● **Short task**:
Reproduce word for word the part of the data that opens with the line containing "Extract beige table" and runs through the end of the data.

- - -

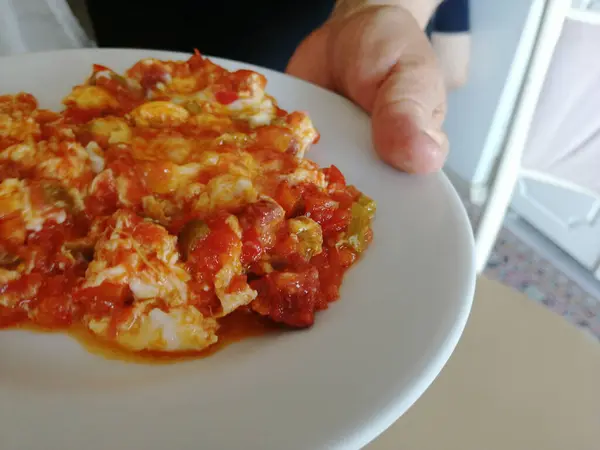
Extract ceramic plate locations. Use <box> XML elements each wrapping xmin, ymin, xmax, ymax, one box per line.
<box><xmin>0</xmin><ymin>49</ymin><xmax>475</xmax><ymax>450</ymax></box>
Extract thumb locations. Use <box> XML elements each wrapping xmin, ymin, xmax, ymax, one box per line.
<box><xmin>371</xmin><ymin>55</ymin><xmax>448</xmax><ymax>173</ymax></box>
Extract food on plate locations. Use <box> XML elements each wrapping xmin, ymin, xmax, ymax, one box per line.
<box><xmin>0</xmin><ymin>53</ymin><xmax>375</xmax><ymax>352</ymax></box>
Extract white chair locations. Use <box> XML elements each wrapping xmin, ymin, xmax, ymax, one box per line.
<box><xmin>475</xmin><ymin>0</ymin><xmax>572</xmax><ymax>273</ymax></box>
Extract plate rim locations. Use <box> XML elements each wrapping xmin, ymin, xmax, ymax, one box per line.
<box><xmin>0</xmin><ymin>47</ymin><xmax>477</xmax><ymax>448</ymax></box>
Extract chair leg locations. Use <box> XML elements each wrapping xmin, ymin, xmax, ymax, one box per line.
<box><xmin>475</xmin><ymin>0</ymin><xmax>571</xmax><ymax>273</ymax></box>
<box><xmin>475</xmin><ymin>163</ymin><xmax>521</xmax><ymax>274</ymax></box>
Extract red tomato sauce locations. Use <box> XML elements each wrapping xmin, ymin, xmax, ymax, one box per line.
<box><xmin>0</xmin><ymin>53</ymin><xmax>371</xmax><ymax>362</ymax></box>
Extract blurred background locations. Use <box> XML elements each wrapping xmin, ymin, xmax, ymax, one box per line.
<box><xmin>0</xmin><ymin>0</ymin><xmax>600</xmax><ymax>338</ymax></box>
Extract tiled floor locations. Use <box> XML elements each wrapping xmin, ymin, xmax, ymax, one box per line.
<box><xmin>465</xmin><ymin>197</ymin><xmax>600</xmax><ymax>339</ymax></box>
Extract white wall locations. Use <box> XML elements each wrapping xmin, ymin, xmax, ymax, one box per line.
<box><xmin>445</xmin><ymin>0</ymin><xmax>545</xmax><ymax>184</ymax></box>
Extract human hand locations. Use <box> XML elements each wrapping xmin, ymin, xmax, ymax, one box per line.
<box><xmin>287</xmin><ymin>6</ymin><xmax>448</xmax><ymax>173</ymax></box>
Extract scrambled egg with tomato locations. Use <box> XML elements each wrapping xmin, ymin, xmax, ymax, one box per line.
<box><xmin>0</xmin><ymin>53</ymin><xmax>375</xmax><ymax>352</ymax></box>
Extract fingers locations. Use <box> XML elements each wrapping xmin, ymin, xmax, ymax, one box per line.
<box><xmin>288</xmin><ymin>6</ymin><xmax>448</xmax><ymax>173</ymax></box>
<box><xmin>347</xmin><ymin>7</ymin><xmax>448</xmax><ymax>173</ymax></box>
<box><xmin>371</xmin><ymin>52</ymin><xmax>448</xmax><ymax>173</ymax></box>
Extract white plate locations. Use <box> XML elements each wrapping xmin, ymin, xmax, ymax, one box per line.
<box><xmin>0</xmin><ymin>49</ymin><xmax>475</xmax><ymax>450</ymax></box>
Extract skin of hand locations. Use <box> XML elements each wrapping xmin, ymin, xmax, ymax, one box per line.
<box><xmin>286</xmin><ymin>5</ymin><xmax>448</xmax><ymax>173</ymax></box>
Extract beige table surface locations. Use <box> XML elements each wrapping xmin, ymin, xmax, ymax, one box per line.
<box><xmin>367</xmin><ymin>277</ymin><xmax>600</xmax><ymax>450</ymax></box>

- - -

● **Right answer**:
Extract beige table surface locations. Use <box> XML elements each wrapping xmin, ymin, xmax, ymax, one box per line.
<box><xmin>367</xmin><ymin>277</ymin><xmax>600</xmax><ymax>450</ymax></box>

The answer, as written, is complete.